## Passage to read:

Wasn't there was some info in the booklet if you thought there was an error with any of the questions you needed to send in the question # and info to support your accusation by May 7........ Or am I failing the next day memory test? It seemed like it was an option to appeal, but you had to do so without knowing if you answered the question correctly or not. Any one else remember reading this?


----------



## wryman

*Re: THE OFFICIAL "WHY THE CIVIL SERVICE TEST IS A JOKE&*



john77";p="63733 said:


> I put "to whom they sold the DVD's to." It sounded gramaticlly coorect to me. Again though, it could have been either of them.
> 
> So if I score low (basically I need a 98 or better) can I find out which questions I answered wrong and appeal if need be. The only reason I would appeal is if it was one of the questions that had 2 legitimately correct answers.


NO!! Thats the fun part!! When you appeal, they send you the answers and a copy of your answer sheet. THATS IT! :roll:


----------



## militia_man

I forgot about the female shoplifter question. I put that she should be considered a suspect in all of the incidents because that would be the way it would play out in the real world. My train of thought is that it would be easy to not notice or to not remember a mole on her face.


----------



## mpd61

*Re: THE OFFICIAL "WHY THE CIVIL SERVICE TEST IS A JOKE&*

O.K., o.k., OKAYYYYY.!!!!!!!!!!!!!!!!!!!!!!!!!!!!
:shock: 
You people all need to give up the ghost;
1. We all know that civil service tests in Massachusetts are far from perfect.
2. Trying to second guess answers and discuss them amongst others here is far from accurate (look at Southside and his "no main street" YIKES!) or helpful.
3. Wait until the test reults come out, and then we'll hear some REAL bitchin!!!!!

## Records supplied:
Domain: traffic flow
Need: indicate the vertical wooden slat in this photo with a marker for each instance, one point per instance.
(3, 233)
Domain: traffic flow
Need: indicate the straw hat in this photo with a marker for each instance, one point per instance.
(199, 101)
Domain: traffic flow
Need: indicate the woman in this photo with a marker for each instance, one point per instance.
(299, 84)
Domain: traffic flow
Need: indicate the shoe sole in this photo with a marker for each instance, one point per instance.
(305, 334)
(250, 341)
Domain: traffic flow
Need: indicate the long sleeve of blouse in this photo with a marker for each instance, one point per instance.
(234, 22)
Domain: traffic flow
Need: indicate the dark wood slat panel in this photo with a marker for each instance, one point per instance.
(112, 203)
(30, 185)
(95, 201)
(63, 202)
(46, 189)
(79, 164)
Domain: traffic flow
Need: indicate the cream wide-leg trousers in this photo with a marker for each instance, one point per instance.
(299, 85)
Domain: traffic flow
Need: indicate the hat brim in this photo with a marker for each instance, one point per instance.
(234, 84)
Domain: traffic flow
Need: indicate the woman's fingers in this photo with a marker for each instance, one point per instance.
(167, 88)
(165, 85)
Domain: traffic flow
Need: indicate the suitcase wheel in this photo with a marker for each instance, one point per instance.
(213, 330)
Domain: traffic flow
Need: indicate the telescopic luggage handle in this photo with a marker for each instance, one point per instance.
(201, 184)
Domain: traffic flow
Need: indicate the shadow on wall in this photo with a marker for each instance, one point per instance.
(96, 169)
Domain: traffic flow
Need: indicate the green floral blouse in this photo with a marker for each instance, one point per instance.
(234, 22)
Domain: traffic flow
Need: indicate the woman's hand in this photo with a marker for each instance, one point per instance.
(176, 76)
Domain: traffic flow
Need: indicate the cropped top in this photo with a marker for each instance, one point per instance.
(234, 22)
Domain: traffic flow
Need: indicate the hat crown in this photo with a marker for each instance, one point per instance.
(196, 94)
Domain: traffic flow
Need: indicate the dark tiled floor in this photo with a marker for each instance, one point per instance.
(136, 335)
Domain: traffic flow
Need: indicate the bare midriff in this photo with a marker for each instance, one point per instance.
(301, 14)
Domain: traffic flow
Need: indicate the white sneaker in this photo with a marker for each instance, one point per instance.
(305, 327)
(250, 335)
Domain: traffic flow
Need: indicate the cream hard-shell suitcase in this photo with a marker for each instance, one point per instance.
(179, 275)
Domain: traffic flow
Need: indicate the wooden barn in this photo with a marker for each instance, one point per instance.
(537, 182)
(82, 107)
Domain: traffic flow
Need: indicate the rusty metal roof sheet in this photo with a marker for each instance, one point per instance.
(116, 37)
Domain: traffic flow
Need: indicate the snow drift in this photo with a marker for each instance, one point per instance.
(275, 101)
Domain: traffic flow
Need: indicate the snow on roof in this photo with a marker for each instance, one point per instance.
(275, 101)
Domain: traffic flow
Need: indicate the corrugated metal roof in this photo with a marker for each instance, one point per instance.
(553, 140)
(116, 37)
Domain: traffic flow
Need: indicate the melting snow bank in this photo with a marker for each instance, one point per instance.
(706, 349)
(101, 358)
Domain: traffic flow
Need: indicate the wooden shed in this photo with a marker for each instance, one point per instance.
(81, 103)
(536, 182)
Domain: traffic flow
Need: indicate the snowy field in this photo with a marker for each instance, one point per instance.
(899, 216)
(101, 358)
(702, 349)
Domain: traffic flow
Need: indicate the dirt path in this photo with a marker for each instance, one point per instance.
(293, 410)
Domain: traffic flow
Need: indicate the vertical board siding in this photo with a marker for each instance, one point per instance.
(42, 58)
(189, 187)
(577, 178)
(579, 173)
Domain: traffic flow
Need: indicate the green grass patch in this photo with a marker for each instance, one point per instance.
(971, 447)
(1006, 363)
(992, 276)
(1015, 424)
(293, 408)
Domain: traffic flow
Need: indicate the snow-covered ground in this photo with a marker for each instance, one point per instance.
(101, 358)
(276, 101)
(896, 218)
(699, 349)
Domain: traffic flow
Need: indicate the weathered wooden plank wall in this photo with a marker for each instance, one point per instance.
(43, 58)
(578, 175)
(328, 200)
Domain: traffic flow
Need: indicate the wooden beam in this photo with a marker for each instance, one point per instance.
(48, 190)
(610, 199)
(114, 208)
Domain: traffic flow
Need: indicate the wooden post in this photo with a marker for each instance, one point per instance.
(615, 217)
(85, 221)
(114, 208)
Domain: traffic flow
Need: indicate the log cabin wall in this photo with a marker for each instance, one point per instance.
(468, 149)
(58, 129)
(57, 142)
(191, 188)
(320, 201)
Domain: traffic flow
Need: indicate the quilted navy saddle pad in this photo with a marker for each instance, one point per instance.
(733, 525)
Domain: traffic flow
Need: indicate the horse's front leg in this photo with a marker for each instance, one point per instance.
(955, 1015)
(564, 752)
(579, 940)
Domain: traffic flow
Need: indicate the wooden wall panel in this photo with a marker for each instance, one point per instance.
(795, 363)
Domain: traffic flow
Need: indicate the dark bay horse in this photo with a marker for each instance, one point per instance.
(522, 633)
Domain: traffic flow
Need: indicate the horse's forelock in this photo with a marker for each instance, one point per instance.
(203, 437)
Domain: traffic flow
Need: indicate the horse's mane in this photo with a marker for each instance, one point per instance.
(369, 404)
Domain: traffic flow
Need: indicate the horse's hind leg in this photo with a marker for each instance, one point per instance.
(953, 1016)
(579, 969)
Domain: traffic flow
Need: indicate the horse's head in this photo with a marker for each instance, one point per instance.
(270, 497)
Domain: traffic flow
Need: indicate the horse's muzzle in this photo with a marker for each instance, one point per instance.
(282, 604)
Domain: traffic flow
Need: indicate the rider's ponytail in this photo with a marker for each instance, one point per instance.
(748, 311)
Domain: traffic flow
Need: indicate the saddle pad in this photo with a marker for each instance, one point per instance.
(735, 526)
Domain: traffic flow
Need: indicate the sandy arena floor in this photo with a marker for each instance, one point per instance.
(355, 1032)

## Written problem:
From the civil service test thread, return the stretch that begins at the words "2. Trying to" and stops after "YIKES!) or helpful.", copied word for word.

## Answer:
2. Trying to second guess answers and discuss them amongst others here is far from accurate (look at Southside and his "no main street" YIKES!) or helpful.